*** Opening of Available data ***
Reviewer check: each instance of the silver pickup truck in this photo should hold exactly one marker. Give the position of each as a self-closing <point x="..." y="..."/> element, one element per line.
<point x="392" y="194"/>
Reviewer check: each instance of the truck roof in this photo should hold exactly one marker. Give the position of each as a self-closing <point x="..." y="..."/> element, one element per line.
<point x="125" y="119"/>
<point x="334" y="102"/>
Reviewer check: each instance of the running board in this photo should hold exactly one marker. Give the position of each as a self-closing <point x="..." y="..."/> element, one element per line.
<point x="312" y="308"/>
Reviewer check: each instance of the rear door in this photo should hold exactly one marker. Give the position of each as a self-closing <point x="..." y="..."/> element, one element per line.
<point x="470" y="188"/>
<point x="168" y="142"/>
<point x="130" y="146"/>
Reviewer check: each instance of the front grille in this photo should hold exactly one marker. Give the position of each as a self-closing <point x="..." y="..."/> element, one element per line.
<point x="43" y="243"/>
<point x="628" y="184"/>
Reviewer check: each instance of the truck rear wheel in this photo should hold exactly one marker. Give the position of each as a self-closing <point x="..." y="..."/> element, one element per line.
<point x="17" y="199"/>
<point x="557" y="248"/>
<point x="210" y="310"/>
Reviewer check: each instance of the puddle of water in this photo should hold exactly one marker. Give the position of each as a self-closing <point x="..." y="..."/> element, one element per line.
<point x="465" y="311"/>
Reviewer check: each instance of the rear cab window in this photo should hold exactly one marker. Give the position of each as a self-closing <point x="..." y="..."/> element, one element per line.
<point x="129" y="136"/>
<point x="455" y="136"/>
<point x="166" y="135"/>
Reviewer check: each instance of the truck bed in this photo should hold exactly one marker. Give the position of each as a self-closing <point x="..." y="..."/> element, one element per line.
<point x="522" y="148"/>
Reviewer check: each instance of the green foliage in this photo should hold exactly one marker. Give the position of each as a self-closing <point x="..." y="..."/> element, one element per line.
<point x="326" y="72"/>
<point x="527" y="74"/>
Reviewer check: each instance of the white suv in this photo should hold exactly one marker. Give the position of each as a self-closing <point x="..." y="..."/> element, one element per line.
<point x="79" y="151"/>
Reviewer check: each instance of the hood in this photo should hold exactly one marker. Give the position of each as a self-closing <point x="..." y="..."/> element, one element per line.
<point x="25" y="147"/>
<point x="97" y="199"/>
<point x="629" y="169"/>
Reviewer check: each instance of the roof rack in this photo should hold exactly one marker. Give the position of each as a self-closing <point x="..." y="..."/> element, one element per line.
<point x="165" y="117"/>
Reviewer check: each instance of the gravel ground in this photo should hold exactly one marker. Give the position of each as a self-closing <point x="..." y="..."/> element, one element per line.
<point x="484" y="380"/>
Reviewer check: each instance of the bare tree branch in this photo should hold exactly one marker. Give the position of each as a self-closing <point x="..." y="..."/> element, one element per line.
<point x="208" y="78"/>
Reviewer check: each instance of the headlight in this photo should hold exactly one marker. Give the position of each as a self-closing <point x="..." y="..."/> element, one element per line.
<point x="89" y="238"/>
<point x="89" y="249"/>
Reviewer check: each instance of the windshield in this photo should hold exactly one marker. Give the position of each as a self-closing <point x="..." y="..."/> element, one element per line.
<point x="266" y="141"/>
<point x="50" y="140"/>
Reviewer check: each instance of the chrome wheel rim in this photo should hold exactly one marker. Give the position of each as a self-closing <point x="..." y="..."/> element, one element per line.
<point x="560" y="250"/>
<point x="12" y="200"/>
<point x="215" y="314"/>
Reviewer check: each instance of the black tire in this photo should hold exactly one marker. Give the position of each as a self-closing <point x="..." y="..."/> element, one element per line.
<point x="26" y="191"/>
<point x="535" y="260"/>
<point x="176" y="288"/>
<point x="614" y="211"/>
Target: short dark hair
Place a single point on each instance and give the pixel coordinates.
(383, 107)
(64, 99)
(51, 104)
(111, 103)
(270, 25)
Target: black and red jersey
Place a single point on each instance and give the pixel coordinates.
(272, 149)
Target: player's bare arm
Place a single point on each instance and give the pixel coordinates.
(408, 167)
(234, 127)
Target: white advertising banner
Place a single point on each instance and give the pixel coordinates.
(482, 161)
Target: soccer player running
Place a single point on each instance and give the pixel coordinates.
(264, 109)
*** Close of Available data ***
• Aim of the task:
Only lines with the word "Target" go in the answer. Take them all from the entries above.

• Response below:
Target: short dark hair
Target: black and red jersey
Target: player's bare arm
Target: white advertising banner
Target: soccer player running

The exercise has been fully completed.